What the exercise asks:
Can you print everything from "A different approach" down to "what is it?" in the passage on kids' conceptions of God, word for word?

Passage given:
The issue is this: are kids’ conceptions of God allowed and encouraged to grow as they do?
We – the churches that serve them and the families that raise them –
hold the key to the answer. To the extent that we “create” their
understanding of God by the stories we tell, the symbols we use, the
holidays we celebrate, and the way we worship (and countless other
ways), kids’ knowledge of God is largely dependent on us. I do not deny
that young children think thoughts about God completely on their own,
nor that they can enjoy an unmediated relationship with him without any
help from us. But that relationship does not exist in a vacuum. It is
always culturally conditioned by the expressed thoughts and attitudes of
the adults (that is, the authority figures) who run their world.
And so, we are responsible, not only for creating a picture of God
that is true in their minds as young children, but also for continuing
to refine and update kids’ views of God as they grow. If we are diligent
about giving them Jesus when they are young, but then back off as they
grow older, we run the risk that as kids grow up, they’ll consider God
“kiddie stuff”, a relic from early childhood.
We dare not let that happen.
A different approach
As a kid becomes a preteen (and there’s no defining criteria for
that), their ability to think and reason abstractly will blossom. As it
does, they reach a junction in the development of personal faith. The
question usually takes a form like, “Is God really real?” but what
they’re actually asking is “Is God relevant?” As the serpent tempted Eve
– “Did God really say you must not eat from any tree?” – kids also want
to know whether God belongs only to the simple world they’re growing
out of, or if he has a place in the more complicated world of the
future? And if so, what is it?
About this same time, kids come to realize that parents and other
adults aren’t perfect, that grown-ups break promises, aren’t superhuman,
and actually get away with doing a fair number of the things they tell
their kids not to do. What does this knowledge do to a kid’s faith, when
up until that time, the adults in their lives have been the embodiment
of qualities like power and might and authority and love and right – all
of the same attributes that are ascribed to God? It’s common and
almost unavoidable for a young child to perceive of God as a human. The
concept of God being beyond human – that he is spiritual and eternal and
holy? That’s a new one for older kids to make sense of.

Dataset entries:
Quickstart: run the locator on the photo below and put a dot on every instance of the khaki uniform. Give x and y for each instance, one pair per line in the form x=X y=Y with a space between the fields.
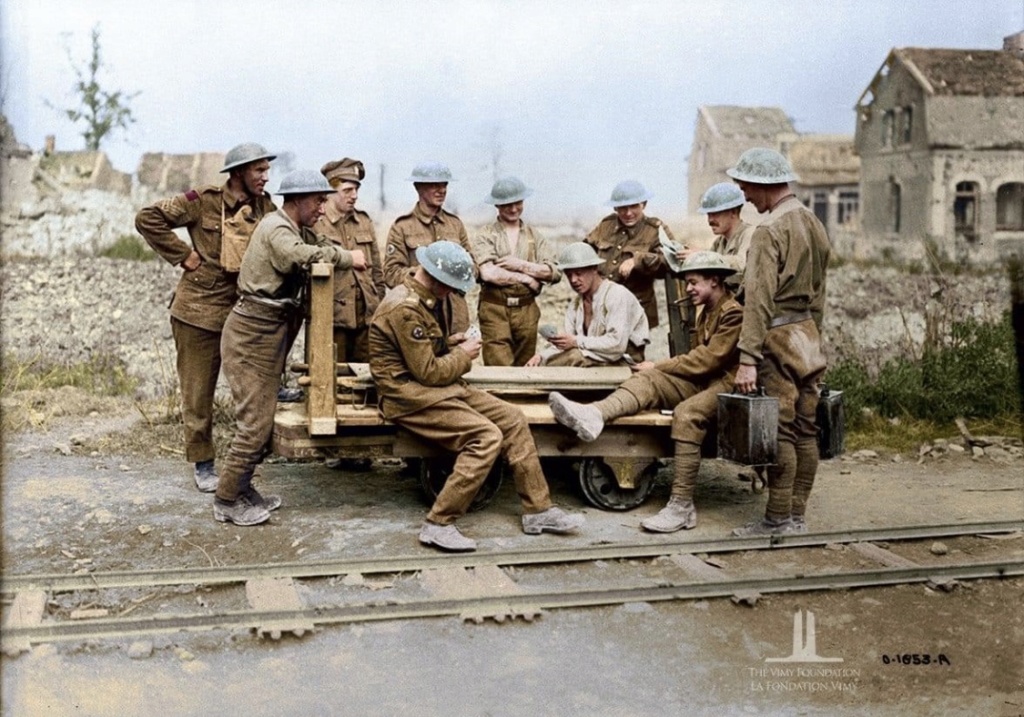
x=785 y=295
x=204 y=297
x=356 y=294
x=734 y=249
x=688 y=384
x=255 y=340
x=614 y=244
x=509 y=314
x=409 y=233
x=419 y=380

Right answer:
A different approach
As a kid becomes a preteen (and there’s no defining criteria for
that), their ability to think and reason abstractly will blossom. As it
does, they reach a junction in the development of personal faith. The
question usually takes a form like, “Is God really real?” but what
they’re actually asking is “Is God relevant?” As the serpent tempted Eve
– “Did God really say you must not eat from any tree?” – kids also want
to know whether God belongs only to the simple world they’re growing
out of, or if he has a place in the more complicated world of the
future? And if so, what is it?